• **Supplied data**:
########
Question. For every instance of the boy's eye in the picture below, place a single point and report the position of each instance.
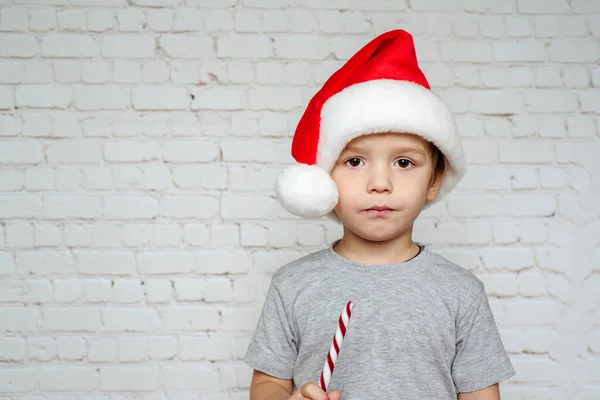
(354, 162)
(404, 163)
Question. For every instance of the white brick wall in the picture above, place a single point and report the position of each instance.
(139, 142)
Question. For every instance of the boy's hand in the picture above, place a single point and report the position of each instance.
(312, 391)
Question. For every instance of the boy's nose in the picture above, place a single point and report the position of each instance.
(380, 181)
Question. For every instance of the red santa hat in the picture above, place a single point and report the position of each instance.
(380, 89)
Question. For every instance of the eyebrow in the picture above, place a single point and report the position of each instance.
(396, 149)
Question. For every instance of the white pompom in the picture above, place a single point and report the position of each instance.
(306, 191)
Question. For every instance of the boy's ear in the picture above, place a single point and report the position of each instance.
(434, 187)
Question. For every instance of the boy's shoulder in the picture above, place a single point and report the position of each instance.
(300, 269)
(454, 276)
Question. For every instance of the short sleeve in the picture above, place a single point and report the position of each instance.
(480, 359)
(273, 348)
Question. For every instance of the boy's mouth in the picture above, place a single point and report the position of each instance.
(379, 211)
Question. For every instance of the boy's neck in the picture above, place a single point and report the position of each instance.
(393, 251)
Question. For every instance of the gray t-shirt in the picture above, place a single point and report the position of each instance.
(422, 329)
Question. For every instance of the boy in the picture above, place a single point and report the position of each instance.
(374, 148)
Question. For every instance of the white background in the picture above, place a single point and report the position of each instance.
(139, 141)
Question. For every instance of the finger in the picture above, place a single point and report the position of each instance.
(335, 395)
(313, 391)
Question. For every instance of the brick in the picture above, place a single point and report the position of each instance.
(520, 51)
(69, 46)
(42, 19)
(547, 76)
(530, 205)
(217, 21)
(190, 318)
(12, 349)
(43, 96)
(162, 347)
(14, 19)
(520, 151)
(11, 291)
(589, 101)
(532, 284)
(67, 290)
(576, 77)
(190, 377)
(222, 261)
(129, 378)
(166, 262)
(9, 126)
(523, 178)
(100, 20)
(279, 99)
(91, 98)
(71, 207)
(158, 291)
(96, 72)
(128, 46)
(16, 45)
(574, 50)
(102, 350)
(550, 101)
(61, 378)
(44, 263)
(129, 319)
(533, 312)
(131, 20)
(20, 152)
(248, 207)
(176, 46)
(190, 207)
(11, 181)
(189, 289)
(218, 290)
(301, 48)
(242, 46)
(185, 151)
(496, 102)
(127, 291)
(120, 263)
(252, 151)
(218, 98)
(466, 51)
(12, 72)
(543, 7)
(474, 206)
(208, 176)
(41, 348)
(155, 72)
(71, 348)
(160, 98)
(253, 235)
(74, 151)
(37, 291)
(132, 349)
(20, 207)
(188, 20)
(511, 259)
(18, 380)
(71, 319)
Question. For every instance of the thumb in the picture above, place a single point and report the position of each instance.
(335, 395)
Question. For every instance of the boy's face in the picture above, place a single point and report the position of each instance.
(383, 181)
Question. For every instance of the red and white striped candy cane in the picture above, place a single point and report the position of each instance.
(336, 344)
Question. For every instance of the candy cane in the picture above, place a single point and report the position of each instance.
(336, 344)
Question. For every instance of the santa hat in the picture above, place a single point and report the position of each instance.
(380, 89)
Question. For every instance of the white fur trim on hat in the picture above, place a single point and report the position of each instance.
(306, 190)
(387, 105)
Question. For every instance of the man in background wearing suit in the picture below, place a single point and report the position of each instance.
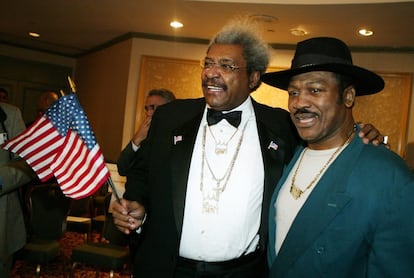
(202, 188)
(155, 98)
(14, 173)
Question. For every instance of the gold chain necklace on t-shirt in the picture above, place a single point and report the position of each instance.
(295, 191)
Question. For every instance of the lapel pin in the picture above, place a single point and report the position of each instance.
(273, 146)
(177, 138)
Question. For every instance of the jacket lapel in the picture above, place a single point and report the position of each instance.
(272, 148)
(183, 140)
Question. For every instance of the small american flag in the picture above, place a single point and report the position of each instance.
(273, 146)
(62, 144)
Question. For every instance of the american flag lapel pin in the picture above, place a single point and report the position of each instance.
(177, 138)
(273, 146)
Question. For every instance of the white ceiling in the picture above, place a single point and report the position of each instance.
(74, 27)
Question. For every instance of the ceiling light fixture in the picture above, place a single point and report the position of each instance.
(264, 18)
(365, 32)
(34, 34)
(176, 24)
(298, 32)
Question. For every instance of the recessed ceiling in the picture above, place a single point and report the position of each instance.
(72, 28)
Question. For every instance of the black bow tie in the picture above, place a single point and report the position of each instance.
(214, 116)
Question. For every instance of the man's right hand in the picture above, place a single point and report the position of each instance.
(128, 215)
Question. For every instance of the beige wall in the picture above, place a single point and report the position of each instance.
(100, 71)
(108, 82)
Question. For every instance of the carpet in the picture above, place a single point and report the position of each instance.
(62, 265)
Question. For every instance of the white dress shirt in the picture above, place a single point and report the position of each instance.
(232, 229)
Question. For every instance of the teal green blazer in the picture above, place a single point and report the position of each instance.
(357, 222)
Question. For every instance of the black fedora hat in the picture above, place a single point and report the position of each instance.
(326, 54)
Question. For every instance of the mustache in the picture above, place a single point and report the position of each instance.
(304, 111)
(212, 82)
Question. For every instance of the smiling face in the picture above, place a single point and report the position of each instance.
(226, 89)
(321, 116)
(151, 103)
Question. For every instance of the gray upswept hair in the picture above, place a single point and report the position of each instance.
(244, 31)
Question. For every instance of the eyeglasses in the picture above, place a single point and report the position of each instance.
(150, 107)
(224, 66)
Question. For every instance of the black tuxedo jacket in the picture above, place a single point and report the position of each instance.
(159, 179)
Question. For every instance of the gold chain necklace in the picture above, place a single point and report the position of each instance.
(212, 198)
(295, 191)
(221, 147)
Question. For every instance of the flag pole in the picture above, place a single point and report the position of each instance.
(110, 182)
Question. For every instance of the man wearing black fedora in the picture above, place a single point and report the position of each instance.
(342, 208)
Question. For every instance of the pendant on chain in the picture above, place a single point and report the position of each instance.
(221, 148)
(296, 192)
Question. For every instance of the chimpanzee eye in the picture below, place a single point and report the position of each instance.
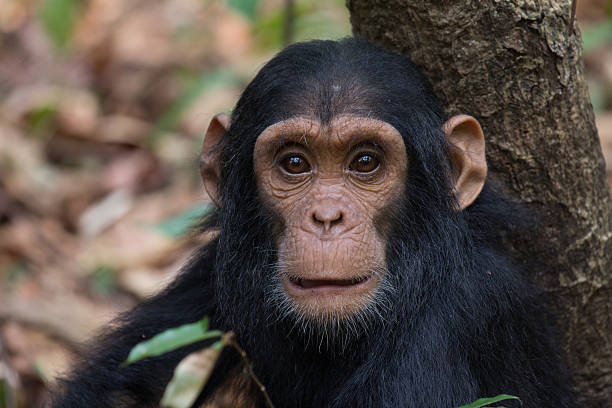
(295, 164)
(364, 163)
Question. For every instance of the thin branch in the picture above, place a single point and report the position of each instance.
(230, 339)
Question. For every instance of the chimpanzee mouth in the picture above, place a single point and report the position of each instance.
(327, 284)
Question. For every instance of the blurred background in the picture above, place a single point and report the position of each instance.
(103, 105)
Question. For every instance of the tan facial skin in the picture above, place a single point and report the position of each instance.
(328, 183)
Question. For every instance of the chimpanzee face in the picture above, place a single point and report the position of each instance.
(332, 187)
(328, 183)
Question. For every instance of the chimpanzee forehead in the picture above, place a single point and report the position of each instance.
(341, 133)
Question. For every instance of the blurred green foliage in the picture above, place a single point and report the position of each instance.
(103, 280)
(182, 223)
(597, 35)
(245, 7)
(59, 18)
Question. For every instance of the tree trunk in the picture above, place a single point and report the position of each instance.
(514, 66)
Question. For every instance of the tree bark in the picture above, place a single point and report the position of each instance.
(515, 66)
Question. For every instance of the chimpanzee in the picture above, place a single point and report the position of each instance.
(359, 256)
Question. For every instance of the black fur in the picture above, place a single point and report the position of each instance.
(462, 322)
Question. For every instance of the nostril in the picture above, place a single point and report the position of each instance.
(338, 220)
(327, 217)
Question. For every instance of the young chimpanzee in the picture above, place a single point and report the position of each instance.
(358, 257)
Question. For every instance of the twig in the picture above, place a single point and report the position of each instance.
(570, 29)
(229, 338)
(289, 25)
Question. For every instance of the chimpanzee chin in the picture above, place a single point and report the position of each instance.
(359, 257)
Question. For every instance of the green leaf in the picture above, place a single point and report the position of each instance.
(172, 339)
(483, 402)
(180, 224)
(190, 376)
(247, 8)
(58, 18)
(190, 94)
(596, 35)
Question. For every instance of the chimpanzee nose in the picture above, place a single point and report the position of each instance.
(327, 215)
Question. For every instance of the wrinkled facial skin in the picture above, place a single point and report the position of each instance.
(328, 183)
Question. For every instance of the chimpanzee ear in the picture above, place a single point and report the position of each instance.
(468, 161)
(211, 160)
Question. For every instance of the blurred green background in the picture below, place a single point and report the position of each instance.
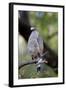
(47, 25)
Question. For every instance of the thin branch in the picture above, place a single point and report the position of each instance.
(34, 61)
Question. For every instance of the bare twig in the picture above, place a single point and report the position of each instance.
(32, 62)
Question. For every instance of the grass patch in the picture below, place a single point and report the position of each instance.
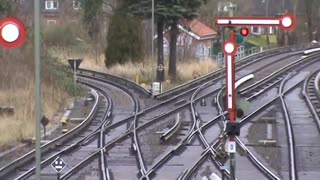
(17, 90)
(186, 70)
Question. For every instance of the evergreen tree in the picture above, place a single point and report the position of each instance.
(125, 40)
(168, 12)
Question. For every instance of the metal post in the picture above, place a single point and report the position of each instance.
(74, 79)
(231, 115)
(152, 45)
(37, 86)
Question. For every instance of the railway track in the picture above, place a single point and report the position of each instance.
(176, 104)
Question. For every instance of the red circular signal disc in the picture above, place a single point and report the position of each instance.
(244, 31)
(7, 22)
(287, 22)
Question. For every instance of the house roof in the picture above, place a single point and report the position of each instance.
(198, 28)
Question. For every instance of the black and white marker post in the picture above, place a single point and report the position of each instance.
(74, 64)
(58, 165)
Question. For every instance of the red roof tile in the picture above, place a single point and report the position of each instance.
(199, 28)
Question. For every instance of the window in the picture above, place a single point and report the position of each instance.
(76, 4)
(256, 30)
(51, 21)
(52, 4)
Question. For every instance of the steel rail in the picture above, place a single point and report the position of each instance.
(134, 127)
(264, 54)
(281, 70)
(292, 153)
(46, 147)
(306, 95)
(117, 79)
(167, 135)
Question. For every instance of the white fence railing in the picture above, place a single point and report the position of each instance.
(241, 53)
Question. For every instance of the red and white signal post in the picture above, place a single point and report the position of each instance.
(12, 32)
(286, 22)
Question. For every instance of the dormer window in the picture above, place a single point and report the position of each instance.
(52, 5)
(76, 4)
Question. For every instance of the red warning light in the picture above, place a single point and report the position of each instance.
(12, 32)
(244, 31)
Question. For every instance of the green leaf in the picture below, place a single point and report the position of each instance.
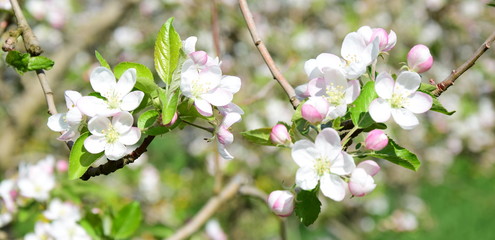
(144, 81)
(127, 221)
(259, 136)
(167, 51)
(359, 111)
(80, 159)
(308, 206)
(398, 155)
(102, 61)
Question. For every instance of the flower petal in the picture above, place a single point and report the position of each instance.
(405, 118)
(102, 80)
(419, 102)
(131, 101)
(333, 187)
(306, 178)
(380, 110)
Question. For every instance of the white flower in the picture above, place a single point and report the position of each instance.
(68, 122)
(118, 94)
(399, 99)
(323, 161)
(112, 137)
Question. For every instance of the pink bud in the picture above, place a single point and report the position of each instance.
(280, 135)
(376, 140)
(419, 59)
(281, 203)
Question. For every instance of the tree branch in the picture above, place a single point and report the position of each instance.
(449, 81)
(277, 75)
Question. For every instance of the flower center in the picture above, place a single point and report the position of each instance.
(335, 94)
(322, 166)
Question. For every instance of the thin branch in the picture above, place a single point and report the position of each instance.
(449, 81)
(210, 208)
(277, 75)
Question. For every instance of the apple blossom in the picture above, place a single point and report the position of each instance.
(67, 123)
(281, 203)
(376, 140)
(419, 59)
(280, 135)
(112, 137)
(323, 161)
(118, 94)
(399, 99)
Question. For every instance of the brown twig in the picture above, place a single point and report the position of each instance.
(449, 81)
(277, 75)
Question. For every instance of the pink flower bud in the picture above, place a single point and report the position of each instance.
(281, 203)
(280, 135)
(419, 59)
(315, 109)
(376, 140)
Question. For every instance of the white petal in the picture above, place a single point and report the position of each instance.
(419, 102)
(333, 187)
(405, 118)
(407, 83)
(380, 110)
(126, 82)
(131, 137)
(131, 101)
(57, 122)
(95, 144)
(304, 153)
(97, 125)
(306, 178)
(122, 122)
(115, 151)
(102, 80)
(328, 143)
(384, 85)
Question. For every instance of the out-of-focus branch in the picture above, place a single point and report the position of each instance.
(449, 81)
(277, 75)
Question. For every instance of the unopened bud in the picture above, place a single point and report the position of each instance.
(281, 203)
(419, 59)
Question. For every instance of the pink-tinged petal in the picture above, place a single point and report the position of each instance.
(407, 83)
(122, 122)
(71, 98)
(230, 83)
(102, 80)
(97, 125)
(126, 82)
(92, 106)
(343, 164)
(384, 85)
(131, 137)
(203, 107)
(306, 178)
(304, 153)
(370, 166)
(328, 143)
(405, 118)
(333, 187)
(419, 102)
(115, 151)
(57, 122)
(95, 144)
(131, 101)
(380, 110)
(352, 92)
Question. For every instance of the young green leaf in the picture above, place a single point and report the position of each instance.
(127, 221)
(308, 206)
(359, 111)
(80, 159)
(167, 51)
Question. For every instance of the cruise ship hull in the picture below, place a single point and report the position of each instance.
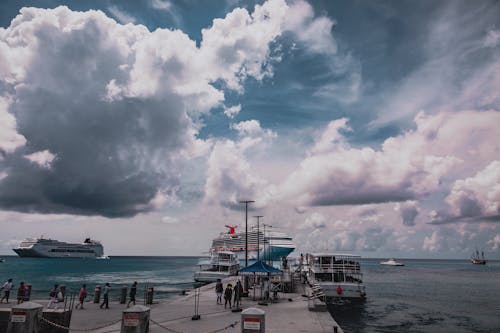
(47, 248)
(272, 245)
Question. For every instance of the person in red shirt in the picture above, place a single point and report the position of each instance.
(21, 291)
(81, 296)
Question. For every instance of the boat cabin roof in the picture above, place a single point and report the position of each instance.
(226, 252)
(334, 254)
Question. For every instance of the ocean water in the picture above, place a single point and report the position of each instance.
(430, 296)
(168, 275)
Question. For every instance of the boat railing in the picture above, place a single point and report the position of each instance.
(338, 267)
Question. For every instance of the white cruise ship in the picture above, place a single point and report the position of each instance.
(273, 244)
(51, 248)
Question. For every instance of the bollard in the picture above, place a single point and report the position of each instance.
(27, 292)
(136, 319)
(123, 295)
(62, 288)
(253, 320)
(55, 321)
(149, 295)
(24, 318)
(97, 294)
(4, 319)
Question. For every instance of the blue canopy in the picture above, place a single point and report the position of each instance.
(260, 268)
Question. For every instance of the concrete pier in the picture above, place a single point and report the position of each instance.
(290, 313)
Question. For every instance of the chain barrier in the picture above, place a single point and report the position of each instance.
(165, 327)
(79, 329)
(225, 328)
(232, 325)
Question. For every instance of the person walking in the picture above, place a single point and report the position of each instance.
(6, 287)
(21, 291)
(105, 302)
(53, 296)
(228, 294)
(238, 292)
(219, 289)
(133, 292)
(81, 296)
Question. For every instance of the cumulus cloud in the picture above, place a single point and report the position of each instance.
(409, 211)
(117, 105)
(478, 195)
(315, 32)
(407, 167)
(10, 139)
(314, 221)
(161, 4)
(432, 243)
(120, 15)
(232, 111)
(42, 158)
(252, 128)
(230, 177)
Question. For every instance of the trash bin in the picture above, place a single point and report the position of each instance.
(123, 295)
(97, 294)
(136, 319)
(149, 295)
(62, 288)
(24, 317)
(253, 320)
(27, 292)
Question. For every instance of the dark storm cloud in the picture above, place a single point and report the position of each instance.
(111, 157)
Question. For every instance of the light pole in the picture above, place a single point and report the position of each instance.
(268, 243)
(246, 202)
(245, 281)
(258, 236)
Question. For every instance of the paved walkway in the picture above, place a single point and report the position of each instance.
(289, 314)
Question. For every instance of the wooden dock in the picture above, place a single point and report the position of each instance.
(290, 313)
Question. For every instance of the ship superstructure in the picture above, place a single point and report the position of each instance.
(271, 243)
(51, 248)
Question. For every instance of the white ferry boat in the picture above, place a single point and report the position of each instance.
(336, 274)
(51, 248)
(271, 243)
(219, 266)
(392, 262)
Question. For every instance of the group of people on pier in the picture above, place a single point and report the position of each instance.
(57, 294)
(22, 291)
(229, 293)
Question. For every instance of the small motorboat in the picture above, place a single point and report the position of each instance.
(391, 262)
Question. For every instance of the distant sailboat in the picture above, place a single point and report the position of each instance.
(476, 259)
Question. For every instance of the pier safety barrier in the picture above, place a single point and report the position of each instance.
(253, 320)
(24, 318)
(149, 295)
(123, 295)
(97, 294)
(136, 319)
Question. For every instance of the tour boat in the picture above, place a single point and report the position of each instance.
(219, 266)
(476, 259)
(336, 274)
(391, 262)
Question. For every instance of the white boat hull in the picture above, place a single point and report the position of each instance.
(207, 277)
(349, 290)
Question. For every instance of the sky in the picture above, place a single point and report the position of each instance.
(355, 126)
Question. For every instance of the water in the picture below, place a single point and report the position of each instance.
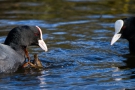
(78, 35)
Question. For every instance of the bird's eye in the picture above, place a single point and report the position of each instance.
(36, 34)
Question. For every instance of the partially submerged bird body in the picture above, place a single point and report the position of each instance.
(14, 52)
(125, 28)
(10, 60)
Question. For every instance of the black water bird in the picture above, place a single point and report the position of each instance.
(13, 51)
(125, 28)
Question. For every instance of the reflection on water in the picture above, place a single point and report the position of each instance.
(78, 35)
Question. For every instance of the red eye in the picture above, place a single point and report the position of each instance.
(123, 27)
(36, 34)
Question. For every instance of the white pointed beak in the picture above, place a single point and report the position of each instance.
(115, 38)
(118, 26)
(42, 44)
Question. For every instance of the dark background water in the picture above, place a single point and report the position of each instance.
(78, 35)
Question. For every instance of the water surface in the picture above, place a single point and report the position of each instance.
(78, 35)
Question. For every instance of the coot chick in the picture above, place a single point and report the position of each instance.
(14, 50)
(125, 28)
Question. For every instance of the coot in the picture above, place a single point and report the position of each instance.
(13, 51)
(125, 28)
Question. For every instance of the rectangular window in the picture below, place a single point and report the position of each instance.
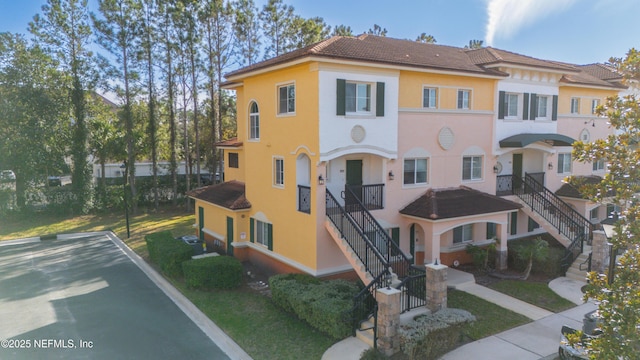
########
• **What is asked**: Rescale every line from the one containing "Question. For every instance of the reflection" through the end of the lines above, inclusive. Keep all wording unchanged, multiply each point coordinate by 1.6 and round it to a whole number with halves rounded up, and omit the pictures.

• **Task result**:
Question. For every instance of the reflection on water in the picture above, place a single point and report the position of each instance.
(125, 56)
Question. For every instance of the red eye in the picture above, place a single point and report the position of each instance.
(197, 43)
(58, 54)
Question. For every instance of the white pointed beak in the picture above, place a single point and report the position of each instance.
(184, 61)
(189, 42)
(67, 70)
Question. For every instance of the dark background water in the picture above, place a single point and report the position of each instance.
(125, 56)
Question. For every instance of the water surface in the picture above, place a single point and report the position of each instance.
(125, 56)
Question. For every instance of the coot chick in the picture above, place a single point and report the position of each instance.
(22, 80)
(200, 45)
Question. For every instance of the coot in the picture above, place a single point and report the position of each instance.
(21, 82)
(200, 45)
Question. For every instance of the rectangular window in the picture below, place a single point and report the position of each instance.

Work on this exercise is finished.